A lot of people come to these conferences. They are mainly professional youth workers. They know their stuff and they work their butts off serving teenagers all year long. And then they come to the National Youth Workers Convention looking to get fed, filled and fired up. I've known a lot of youth pastor's in my day. Almost every one of them (at least almost every successful one) has had an A.D.D. personality. This means that my little conference may not be so little after all.

I know what to say to these men and women. I've had some interesting years this decade. (And might I point out that there is quite a bit of decade left.) In the last half of the previous decade, known as the '90s, I saw some pretty extreme ministry. Suicides. Sexual abuse cases. Kids who were "cutters." Kids who are now in prison. There was much more but you get the picture. I walked my brother through a horrific stroke that almost cost him his life. I stayed near him as his marriage dissolved, his church closed and his life fell apart. I buried my parents. My response to those events was to fall back on my A.D.D. tendencys and run myself into the ground. That finally made me sick. Then I got well. It took nine months before I learned how to stop A.D.D.ing all over the place. I got sane. Then my church blew apart and I spent three years trying to fix it before I gave up last week. And one of the reasons for the timing of my giving up was that I had fallen back into being "mentally focused impaired." In other words I found myself getting sick again. It's pretty clear to me that this is not God's perfect plan for my life so I followed His clear direction and hung it up. It hurt to do that. But my choices were few.

So now I get to go talk to these youth workers that are generally younger than I am. Significantly so. And I really want to help them not to do what I did. Not to become what I became. So I think what I am going to do is to scare the living daylights out of them. How? Simple. I'll tell them the truth. That should take about twenty minutes. And then I am going to tell them how to be smart. That's simple too.

━━━━━━

-- Work request 1 --
According to the excerpt about youth workers, how long did the writer spend trying to fix the church before giving up?
-- Work request 2 --
Write a continuation of the excerpt about youth workers, picking up after its final sentence.

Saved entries
━━━━━━

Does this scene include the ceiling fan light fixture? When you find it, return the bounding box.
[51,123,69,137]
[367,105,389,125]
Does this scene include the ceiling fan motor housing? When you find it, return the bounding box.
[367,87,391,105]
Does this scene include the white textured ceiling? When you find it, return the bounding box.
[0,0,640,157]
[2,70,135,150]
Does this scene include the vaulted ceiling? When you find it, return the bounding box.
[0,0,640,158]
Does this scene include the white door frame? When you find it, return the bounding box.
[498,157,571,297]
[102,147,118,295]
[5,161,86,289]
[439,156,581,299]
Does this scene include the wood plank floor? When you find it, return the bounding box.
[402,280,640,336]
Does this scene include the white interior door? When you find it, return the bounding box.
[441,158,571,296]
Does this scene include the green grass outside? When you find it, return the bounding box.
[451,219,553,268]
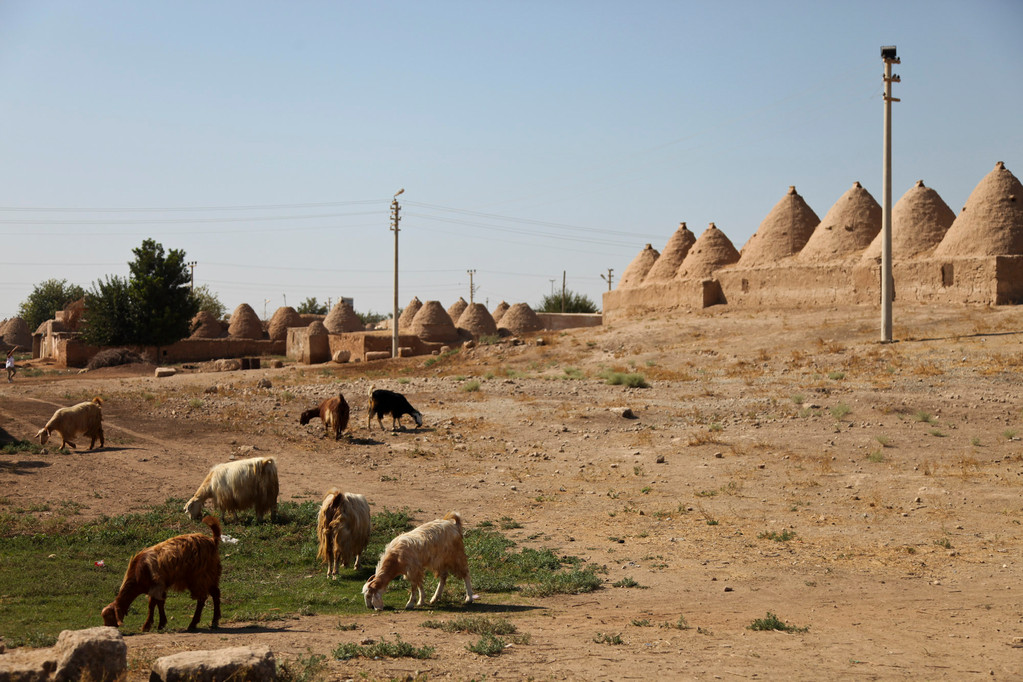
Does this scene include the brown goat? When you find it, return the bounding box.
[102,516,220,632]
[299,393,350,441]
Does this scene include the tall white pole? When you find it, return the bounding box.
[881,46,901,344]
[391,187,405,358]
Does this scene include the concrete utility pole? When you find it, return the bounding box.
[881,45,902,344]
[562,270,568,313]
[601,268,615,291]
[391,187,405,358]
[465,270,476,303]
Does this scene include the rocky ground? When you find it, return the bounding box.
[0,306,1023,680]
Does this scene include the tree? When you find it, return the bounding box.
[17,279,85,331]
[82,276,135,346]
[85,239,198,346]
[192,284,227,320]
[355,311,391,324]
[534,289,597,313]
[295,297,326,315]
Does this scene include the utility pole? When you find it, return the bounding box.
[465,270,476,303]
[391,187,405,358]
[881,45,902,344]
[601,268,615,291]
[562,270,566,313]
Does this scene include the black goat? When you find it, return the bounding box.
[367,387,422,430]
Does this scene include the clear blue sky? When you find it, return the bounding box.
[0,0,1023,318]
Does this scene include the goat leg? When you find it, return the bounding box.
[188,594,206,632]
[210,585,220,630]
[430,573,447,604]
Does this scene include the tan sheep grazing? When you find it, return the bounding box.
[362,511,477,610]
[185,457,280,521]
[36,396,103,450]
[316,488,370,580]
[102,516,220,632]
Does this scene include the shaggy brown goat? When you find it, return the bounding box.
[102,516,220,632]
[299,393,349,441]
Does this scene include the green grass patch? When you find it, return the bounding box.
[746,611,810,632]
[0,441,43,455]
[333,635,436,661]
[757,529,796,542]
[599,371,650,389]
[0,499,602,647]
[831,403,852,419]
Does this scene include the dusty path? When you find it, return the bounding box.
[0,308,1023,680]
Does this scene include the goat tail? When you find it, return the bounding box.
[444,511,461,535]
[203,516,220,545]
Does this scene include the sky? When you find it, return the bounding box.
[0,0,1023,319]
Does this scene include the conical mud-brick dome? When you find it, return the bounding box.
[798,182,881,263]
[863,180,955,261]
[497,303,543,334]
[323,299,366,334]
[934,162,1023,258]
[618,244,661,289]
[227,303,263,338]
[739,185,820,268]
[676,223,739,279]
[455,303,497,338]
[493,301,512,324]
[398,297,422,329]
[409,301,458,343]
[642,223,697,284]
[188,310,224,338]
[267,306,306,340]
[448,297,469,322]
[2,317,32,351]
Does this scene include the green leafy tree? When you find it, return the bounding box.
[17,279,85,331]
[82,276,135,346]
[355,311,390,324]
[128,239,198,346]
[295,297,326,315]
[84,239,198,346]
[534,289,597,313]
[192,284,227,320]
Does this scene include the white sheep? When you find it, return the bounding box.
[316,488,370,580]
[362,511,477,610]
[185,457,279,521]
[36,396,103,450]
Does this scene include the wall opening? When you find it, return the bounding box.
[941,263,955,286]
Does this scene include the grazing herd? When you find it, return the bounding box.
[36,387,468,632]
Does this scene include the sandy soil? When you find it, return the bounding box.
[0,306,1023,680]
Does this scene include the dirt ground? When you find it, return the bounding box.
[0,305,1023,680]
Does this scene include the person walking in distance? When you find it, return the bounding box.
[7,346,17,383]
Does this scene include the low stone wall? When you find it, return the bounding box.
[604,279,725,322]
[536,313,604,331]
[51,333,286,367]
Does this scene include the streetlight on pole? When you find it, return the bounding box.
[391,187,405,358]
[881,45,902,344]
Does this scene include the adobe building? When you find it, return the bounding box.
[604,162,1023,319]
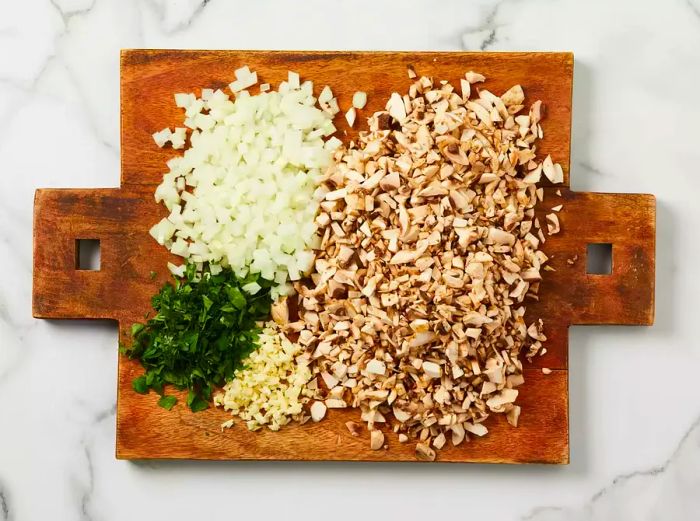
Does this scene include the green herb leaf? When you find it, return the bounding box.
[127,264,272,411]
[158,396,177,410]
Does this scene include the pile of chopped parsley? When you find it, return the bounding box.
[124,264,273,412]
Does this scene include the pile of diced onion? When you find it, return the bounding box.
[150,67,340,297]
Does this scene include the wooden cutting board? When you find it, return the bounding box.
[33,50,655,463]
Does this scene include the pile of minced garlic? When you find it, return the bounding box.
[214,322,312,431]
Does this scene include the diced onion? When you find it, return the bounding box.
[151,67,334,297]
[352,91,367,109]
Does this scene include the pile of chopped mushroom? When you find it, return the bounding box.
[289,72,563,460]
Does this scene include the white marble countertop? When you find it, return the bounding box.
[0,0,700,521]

━━━━━━

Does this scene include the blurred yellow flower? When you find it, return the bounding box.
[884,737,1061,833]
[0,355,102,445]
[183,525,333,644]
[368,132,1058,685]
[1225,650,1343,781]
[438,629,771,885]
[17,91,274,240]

━━━━━━

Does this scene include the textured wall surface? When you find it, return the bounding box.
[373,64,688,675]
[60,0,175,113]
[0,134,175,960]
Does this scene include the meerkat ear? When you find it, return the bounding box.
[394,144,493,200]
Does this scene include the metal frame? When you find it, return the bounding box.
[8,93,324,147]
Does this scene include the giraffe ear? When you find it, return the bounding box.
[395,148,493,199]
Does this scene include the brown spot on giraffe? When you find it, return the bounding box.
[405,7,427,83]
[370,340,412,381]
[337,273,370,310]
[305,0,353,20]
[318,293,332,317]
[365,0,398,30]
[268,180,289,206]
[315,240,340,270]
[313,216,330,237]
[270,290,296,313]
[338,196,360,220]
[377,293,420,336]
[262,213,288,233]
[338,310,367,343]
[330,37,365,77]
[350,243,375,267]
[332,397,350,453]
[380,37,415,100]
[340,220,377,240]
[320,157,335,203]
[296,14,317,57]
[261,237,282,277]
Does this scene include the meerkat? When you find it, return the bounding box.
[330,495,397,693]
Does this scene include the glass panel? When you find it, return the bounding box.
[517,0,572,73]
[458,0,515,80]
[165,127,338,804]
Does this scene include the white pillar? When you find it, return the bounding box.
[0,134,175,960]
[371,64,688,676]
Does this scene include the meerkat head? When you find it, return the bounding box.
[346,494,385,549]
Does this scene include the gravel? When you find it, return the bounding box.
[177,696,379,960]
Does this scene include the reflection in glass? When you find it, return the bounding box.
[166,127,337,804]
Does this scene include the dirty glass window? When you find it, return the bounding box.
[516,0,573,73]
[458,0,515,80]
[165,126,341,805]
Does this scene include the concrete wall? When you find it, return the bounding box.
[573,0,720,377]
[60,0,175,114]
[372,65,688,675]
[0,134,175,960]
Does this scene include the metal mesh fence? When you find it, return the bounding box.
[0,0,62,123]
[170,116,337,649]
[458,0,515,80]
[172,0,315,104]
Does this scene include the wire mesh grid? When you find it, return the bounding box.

━━━━━━

-- Exercise answer 1 --
Three years.

-- Exercise answer 2 --
You see, God does not intend for His kids to self-destruct. Ministry is important but guess what. All we are responsible for doing is what the Holy Spirit leads us to do. That's it. If you do any more than that, if you work five minutes longer than it takes you to obey ... you are screwing up and begging for trouble. And the enemy will be more than happy to provide it. How do I get that truth across to those young and energetic youth pastors? Will they listen? Would I have listened when I was their age and working their insane schedule? I hope so. Who knows? I just know that if they listen to me it will save some marriages, enrich some families, and make them much more effective in ministry.

I always wanted to be the first eighty year old youth pastor. Now that I am fifty-one it occurs to me that I do not want to be doing it at eighty. And I am really torn about that. I am addicted to the bright eyes, the quick smiles, the easy laughter that comes with being a teenager. I have not lost my passion for winning them to Christ. Sometimes it is as easy as picking a ripe apple from a tree. You just do not find many adults like that. But I've got some things that I know now that I didn't know ten years ago. And I feel like it is important that I share those things.

Since I resigned I feel better physically. I know why but I am not going to tell you. it isn't something that you need to know. It is between God and I. If you know me you probably think that you know why. You may even tell other people what you "know." I can only tell you that you are dead wrong. Sorry. I am 100% confident that you are clueless. I did not even know myself until God told me. And at least for now it is between He and I.

He has not told me what is next but I've walked His "yellow brick road" too long to go back now. Too late for a detour. And God's yellow brick road is a one way street that leads to His throne room. I may not know what is on the horizon but I'm pretty certain ... I'll know I'm not in Kansas anymore.